[START OF EXTRACT]
My solution to this old post:
// Words to match
var words = ["dell", "ledl", "abc", "cba"],
map = {};
//Normalize all the words
var normalizedWords = words.map( function( word ){
return word.split('').sort().join('');
});
//Create a map: normalizedWord -> real word(s)
normalizedWords.forEach( function ( normalizedWord, index){
map[normalizedWord] = map[normalizedWord] || [];
map[normalizedWord].push( words[index] );
});
//All entries in the map with an array with size > 1 are anagrams
Object.keys( map ).forEach( function( normalizedWord , index ){
var combinations = map[normalizedWord];
if( combinations.length > 1 ){
console.log( index + ". " + combinations.join(' ') );
}
});
Basically I normalize every word by sorting its characters so stackoverflow would be acefkloorstvw, build a map between normalized words and the original words, determine which normalized word has more than 1 word attached to it -> That's an anagram.

Maybe this?
[END OF EXTRACT]
WHAT TO WORK ON:
1. Write out the records again from their start up to and including the line with "63], [124, 88]]", requests included, and shift every coordinate in the traced outlines by adding 79 to it.
2. Continue the anagram-finding post from the point where it stops.
[START OF INFORMATION SHOWN]
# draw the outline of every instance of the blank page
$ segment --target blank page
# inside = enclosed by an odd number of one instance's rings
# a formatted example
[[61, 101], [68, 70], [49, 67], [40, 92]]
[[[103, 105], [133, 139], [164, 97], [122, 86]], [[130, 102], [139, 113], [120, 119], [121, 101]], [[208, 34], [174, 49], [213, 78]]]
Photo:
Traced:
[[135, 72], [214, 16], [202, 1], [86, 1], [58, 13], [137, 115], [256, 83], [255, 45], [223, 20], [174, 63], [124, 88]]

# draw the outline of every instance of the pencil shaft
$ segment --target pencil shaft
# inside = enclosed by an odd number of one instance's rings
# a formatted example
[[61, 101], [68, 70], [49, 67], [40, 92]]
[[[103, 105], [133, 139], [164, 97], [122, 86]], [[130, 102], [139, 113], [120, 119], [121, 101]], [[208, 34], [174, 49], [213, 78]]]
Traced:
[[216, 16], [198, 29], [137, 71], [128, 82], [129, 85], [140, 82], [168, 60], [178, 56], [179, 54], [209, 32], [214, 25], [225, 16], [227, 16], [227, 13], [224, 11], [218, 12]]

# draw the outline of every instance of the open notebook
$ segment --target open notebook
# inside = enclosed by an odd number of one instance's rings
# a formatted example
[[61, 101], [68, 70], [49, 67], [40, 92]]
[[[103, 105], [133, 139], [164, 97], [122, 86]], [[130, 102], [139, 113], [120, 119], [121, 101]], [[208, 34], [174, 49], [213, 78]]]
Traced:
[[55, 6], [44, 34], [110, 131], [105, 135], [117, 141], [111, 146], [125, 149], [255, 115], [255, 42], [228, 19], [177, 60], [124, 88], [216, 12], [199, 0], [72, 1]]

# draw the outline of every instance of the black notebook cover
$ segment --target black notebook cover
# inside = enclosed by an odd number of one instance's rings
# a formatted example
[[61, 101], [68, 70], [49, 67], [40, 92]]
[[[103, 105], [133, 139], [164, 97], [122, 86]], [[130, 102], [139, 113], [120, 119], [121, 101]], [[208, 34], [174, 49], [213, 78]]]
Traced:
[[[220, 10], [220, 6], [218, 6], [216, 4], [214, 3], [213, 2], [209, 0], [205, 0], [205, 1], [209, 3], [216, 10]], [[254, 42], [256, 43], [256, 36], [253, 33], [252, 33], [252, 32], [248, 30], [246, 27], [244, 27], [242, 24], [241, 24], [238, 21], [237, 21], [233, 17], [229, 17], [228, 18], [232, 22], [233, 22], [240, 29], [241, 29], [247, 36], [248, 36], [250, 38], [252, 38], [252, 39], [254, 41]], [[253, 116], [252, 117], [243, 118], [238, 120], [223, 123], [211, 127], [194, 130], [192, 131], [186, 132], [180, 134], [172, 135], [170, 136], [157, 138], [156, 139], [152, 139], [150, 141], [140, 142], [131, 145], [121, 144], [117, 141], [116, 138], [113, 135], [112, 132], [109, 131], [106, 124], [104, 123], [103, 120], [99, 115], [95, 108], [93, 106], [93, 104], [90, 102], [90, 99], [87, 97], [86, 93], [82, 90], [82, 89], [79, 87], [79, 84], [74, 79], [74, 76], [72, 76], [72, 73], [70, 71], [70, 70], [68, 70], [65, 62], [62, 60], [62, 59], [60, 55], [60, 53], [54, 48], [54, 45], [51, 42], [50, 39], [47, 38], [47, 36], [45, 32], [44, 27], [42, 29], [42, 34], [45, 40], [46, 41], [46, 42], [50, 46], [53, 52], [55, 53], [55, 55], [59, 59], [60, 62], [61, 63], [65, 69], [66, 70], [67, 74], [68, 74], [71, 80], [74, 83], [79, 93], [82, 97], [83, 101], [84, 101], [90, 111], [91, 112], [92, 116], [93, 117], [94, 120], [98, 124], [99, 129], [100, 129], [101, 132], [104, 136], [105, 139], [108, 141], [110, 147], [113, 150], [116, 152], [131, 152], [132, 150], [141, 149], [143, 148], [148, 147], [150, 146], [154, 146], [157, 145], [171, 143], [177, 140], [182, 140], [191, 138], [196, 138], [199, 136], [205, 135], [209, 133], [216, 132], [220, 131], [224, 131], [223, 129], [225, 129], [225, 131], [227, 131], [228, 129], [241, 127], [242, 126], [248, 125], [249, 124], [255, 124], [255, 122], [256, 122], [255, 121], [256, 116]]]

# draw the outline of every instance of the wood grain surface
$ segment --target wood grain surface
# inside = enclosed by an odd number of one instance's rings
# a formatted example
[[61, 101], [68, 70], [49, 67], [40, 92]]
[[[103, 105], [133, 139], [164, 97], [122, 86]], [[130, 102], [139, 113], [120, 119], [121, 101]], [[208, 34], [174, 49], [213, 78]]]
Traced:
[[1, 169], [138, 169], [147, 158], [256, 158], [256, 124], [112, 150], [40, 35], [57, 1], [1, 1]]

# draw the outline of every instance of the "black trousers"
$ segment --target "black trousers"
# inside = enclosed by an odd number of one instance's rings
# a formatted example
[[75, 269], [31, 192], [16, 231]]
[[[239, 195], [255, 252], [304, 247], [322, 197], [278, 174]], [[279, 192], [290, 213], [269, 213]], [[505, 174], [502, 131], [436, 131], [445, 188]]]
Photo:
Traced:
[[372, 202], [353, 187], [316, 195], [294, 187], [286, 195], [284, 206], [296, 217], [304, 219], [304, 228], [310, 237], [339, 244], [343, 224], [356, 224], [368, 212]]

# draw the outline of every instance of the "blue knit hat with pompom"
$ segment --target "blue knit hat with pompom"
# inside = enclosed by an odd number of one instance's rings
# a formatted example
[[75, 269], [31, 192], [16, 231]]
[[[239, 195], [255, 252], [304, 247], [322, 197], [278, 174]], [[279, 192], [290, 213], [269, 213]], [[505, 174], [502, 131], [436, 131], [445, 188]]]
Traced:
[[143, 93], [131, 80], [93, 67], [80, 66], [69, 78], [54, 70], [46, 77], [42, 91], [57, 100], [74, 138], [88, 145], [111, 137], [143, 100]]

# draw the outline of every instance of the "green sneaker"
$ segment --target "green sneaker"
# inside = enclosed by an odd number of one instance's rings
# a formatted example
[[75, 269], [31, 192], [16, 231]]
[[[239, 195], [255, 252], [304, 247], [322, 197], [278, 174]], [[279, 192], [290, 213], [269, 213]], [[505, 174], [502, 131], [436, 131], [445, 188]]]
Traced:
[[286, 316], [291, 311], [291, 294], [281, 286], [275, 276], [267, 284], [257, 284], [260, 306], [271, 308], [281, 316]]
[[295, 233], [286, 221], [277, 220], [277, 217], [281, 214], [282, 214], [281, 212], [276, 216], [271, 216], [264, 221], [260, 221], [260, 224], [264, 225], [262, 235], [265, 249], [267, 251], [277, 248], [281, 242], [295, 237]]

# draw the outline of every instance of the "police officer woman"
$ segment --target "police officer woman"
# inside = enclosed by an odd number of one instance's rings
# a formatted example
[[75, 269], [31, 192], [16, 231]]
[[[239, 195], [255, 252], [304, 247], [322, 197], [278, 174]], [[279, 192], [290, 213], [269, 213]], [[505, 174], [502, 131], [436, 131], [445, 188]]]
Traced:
[END OF INFORMATION SHOWN]
EXERCISE RESPONSES:
1.
# draw the outline of every instance of the blank page
$ segment --target blank page
# inside = enclosed by an odd number of one instance's rings
# a formatted example
[[61, 101], [68, 70], [49, 67], [40, 92]]
[[[103, 105], [133, 139], [164, 97], [122, 86]], [[130, 102], [139, 113], [120, 119], [121, 101]], [[208, 34], [174, 49], [213, 78]]]
Photo:
Traced:
[[214, 151], [293, 95], [281, 80], [165, 80], [137, 92], [216, 194], [335, 162], [334, 124], [302, 99], [253, 142], [203, 167]]

2.
function anagram (array) {
var organized = {};
for (var i = 0; i < array.length; i++) {
var word = array[i].split('').sort().join('');
if (!organized.hasOwnProperty(word)) {
organized[word] = [];
}
organized[word].push(array[i]);
}
return organized;
}
anagram(['kmno', 'okmn', 'omkn', 'dell', 'ledl', 'ok', 'ko']) // Example
It'd return something like
{
dell: ['dell', 'ledl'],
kmno: ['kmno', okmn', 'omkn'],
ko: ['ok', ko']
}
It's a simple version of what you wanted and certainly it could be improved avoiding duplicates for example.

My two cents.
This approach uses XOR on each character in both words. If the result is 0, then you have an anagram. This solution assumes case sensitivity.
let first = ['Sower', 'dad', 'drown', 'elbow']
let second = ['Swore', 'add', 'down', 'below']
// XOR all characters in both words
function isAnagram(first, second) {
// Word lengths must be equal for anagram to exist
if (first.length !== second.length) {
return false
}
let a = first.charCodeAt(0) ^ second.charCodeAt(0)
for (let i = 1; i < first.length; i++) {
a ^= first.charCodeAt(i) ^ second.charCodeAt(i)
}
// If a is 0 then both words have exact matching characters
return a ? false : true
}
// Check each pair of words for anagram match
for (let i = 0; i < first.length; i++) {
if (isAnagram(first[i], second[i])) {
console.log(`'${first[i]}' and '${second[i]}' are anagrams`)
} else {
console.log(`'${first[i]}' and '${second[i]}' are NOT anagrams`)
}
}

function isAnagram(str1, str2) {
var str1 = str1.toLowerCase();
var str2 = str2.toLowerCase();
if (str1 === str2)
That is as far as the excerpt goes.